**Texto para leitura:**
┌──

Junto com a Estação Ecológica da Serra Geral e o Parque Nacional das Nascentes do Parnaíba, o Jalapão forma uma das maiores áreas ainda preservadas do cerrado – que perdeu, de acordo com o IBGE, metade de sua vegetação original, de 1,052 milhão de km2, para o avanço da fronteira agrícola, principalmente da soja. Ali, quase nada foi modificado. Nas descrições sobre o Jalapão, a natureza é sempre protagonista. Em lentos movimentos, as águas arrasaram a superfície arenosa ao longo de eras para fazer surgir, na vastidão dos campos, serras em forma de tabuleiro.
Arbusto típico do cerrado, no Parque Estadual da Serra Geral
Euclides da Cunha, em algumas passagens do livro Os Sertões, nos coloca nessa região do país onde está Jalapão. A primeira descrição, ele faz para criar contraste com a caatinga, que recorta o olhar e afoga as pessoas em seus espinhos, folhas urticantes, gravetos estalados em lanças, galhos retorcidos, secos, entrecruzados. Mas nos campos gerais estão “os belos efeitos das denudações lentas, no remodelar os pendores, no desapertar os horizontes e no desatar – amplíssimos – os gerais pelo teso das cordilheiras, dando aos quadros naturais a encantadora grandeza de perspectivas em que o céu e a terra se fundem em difusão longínqua e surpreendedora de cores”. Não há maneira mais linda de descrever o Jalapão.

└──

Itens de dados
┌──

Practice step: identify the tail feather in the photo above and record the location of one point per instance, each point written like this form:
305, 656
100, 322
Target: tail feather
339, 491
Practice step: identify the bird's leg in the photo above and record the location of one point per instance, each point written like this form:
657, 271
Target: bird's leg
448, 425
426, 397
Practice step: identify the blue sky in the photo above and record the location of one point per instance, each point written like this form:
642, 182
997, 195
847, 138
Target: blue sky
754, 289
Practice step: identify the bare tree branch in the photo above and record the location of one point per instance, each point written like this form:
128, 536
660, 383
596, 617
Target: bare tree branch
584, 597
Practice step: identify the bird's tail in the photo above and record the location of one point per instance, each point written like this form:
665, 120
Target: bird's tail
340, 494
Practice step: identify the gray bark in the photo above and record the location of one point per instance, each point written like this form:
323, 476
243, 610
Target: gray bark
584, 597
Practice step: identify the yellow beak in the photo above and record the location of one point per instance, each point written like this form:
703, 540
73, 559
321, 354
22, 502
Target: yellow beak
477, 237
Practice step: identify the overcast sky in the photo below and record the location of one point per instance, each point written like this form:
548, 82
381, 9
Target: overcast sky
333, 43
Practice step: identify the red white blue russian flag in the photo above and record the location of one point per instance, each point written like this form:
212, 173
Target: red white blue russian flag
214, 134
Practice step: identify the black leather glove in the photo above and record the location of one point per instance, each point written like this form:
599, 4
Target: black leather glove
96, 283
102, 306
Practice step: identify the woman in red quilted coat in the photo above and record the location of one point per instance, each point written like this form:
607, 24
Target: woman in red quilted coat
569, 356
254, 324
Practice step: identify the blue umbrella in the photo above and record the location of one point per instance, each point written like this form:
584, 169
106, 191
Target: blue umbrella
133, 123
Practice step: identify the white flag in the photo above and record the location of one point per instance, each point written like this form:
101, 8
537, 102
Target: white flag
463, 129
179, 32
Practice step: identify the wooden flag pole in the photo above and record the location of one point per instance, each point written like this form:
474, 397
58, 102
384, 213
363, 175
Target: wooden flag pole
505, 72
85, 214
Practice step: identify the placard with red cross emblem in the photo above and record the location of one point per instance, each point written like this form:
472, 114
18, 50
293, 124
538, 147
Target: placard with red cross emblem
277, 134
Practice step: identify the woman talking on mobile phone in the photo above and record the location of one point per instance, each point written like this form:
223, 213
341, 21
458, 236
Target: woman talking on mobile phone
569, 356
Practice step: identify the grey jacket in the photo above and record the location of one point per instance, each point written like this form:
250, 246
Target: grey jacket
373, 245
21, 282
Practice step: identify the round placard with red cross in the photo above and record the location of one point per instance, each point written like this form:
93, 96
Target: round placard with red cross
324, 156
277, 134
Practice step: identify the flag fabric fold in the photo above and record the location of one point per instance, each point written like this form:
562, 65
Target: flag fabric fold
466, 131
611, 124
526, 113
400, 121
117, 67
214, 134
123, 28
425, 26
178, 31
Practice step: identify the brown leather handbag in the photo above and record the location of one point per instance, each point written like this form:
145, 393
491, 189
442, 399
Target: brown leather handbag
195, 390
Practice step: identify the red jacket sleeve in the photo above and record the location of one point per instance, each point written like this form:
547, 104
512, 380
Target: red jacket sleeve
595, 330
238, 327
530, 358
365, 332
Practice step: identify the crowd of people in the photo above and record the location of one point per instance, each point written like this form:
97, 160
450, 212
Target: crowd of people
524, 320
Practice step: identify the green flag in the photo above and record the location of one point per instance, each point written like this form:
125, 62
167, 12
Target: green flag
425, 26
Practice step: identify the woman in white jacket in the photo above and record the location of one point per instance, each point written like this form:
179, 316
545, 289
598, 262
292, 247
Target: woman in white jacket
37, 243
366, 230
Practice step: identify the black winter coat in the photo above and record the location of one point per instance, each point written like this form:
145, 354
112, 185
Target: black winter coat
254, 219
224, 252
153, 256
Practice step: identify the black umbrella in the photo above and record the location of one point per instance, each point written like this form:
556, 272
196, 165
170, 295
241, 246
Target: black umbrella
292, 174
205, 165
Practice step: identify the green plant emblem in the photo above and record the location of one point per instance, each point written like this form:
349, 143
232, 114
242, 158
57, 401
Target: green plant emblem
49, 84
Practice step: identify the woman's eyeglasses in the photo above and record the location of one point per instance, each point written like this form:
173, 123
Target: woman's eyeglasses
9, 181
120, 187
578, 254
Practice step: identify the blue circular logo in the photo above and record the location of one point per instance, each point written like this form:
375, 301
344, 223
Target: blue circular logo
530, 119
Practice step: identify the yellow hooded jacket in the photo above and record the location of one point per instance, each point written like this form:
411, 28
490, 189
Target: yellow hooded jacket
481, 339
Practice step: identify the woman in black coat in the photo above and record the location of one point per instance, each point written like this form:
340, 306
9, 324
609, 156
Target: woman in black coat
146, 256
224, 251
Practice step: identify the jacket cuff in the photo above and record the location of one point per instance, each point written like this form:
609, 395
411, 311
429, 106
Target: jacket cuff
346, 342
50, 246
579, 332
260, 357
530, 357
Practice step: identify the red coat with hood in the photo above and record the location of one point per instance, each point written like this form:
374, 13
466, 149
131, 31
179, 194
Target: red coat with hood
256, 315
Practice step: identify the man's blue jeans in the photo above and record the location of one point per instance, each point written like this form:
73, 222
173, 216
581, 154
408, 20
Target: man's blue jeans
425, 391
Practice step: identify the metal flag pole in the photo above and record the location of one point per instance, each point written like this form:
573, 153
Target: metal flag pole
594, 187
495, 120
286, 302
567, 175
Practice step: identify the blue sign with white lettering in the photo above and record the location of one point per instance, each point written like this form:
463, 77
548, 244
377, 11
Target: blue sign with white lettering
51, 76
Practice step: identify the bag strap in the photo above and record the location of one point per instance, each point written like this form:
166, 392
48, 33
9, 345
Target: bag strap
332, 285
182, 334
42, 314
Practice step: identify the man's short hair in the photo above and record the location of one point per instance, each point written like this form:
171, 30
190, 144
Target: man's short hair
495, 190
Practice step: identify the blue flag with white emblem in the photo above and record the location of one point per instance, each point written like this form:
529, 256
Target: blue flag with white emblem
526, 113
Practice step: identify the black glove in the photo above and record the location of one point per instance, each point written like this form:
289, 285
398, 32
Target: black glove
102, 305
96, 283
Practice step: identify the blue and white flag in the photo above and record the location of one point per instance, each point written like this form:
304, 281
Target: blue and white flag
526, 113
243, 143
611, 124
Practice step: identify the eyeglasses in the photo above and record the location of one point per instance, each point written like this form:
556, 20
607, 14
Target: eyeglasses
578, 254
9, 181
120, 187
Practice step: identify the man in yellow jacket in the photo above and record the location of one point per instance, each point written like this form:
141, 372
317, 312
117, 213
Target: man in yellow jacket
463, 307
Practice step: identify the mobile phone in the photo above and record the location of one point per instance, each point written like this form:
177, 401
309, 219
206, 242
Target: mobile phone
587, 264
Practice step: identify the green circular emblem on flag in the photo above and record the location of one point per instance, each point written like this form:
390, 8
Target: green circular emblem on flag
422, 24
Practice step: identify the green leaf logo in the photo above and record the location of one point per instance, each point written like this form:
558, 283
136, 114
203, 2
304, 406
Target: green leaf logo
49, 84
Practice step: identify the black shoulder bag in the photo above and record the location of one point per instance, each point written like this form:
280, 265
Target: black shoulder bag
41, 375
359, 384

└──

**Exercício proposto 1:**
No texto sobre o Jalapão, com quais áreas protegidas o Jalapão forma uma das maiores áreas ainda preservadas do cerrado?
**Exercício proposto 2:**
Reproduza fielmente o trecho do texto sobre o Jalapão que vai de "Arbusto típico do" até "descrever o Jalapão.".
**Exercício proposto 3:**
Reescreva de forma mais concisa o parágrafo do texto sobre o Jalapão que começa com "Junto com a Estação Ecológica da Serra Geral", mantendo suas informações principais.

**Resolução completa 1:**
Com a Estação Ecológica da Serra Geral e o Parque Nacional das Nascentes do Parnaíba.

**Resolução completa 2:**
Arbusto típico do cerrado, no Parque Estadual da Serra Geral
Euclides da Cunha, em algumas passagens do livro Os Sertões, nos coloca nessa região do país onde está Jalapão. A primeira descrição, ele faz para criar contraste com a caatinga, que recorta o olhar e afoga as pessoas em seus espinhos, folhas urticantes, gravetos estalados em lanças, galhos retorcidos, secos, entrecruzados. Mas nos campos gerais estão “os belos efeitos das denudações lentas, no remodelar os pendores, no desapertar os horizontes e no desatar – amplíssimos – os gerais pelo teso das cordilheiras, dando aos quadros naturais a encantadora grandeza de perspectivas em que o céu e a terra se fundem em difusão longínqua e surpreendedora de cores”. Não há maneira mais linda de descrever o Jalapão.

**Resolução completa 3:**
O Jalapão, com a Estação Ecológica da Serra Geral e o Parque Nacional das Nascentes do Parnaíba, forma uma das maiores áreas preservadas do cerrado. Segundo o IBGE, esse bioma perdeu metade de sua vegetação original, de 1,052 milhão de km2, para o avanço da fronteira agrícola, sobretudo da soja. No Jalapão quase nada foi modificado, e a natureza é sempre protagonista. Ao longo de eras, as águas desgastaram a superfície arenosa e fizeram surgir serras em forma de tabuleiro.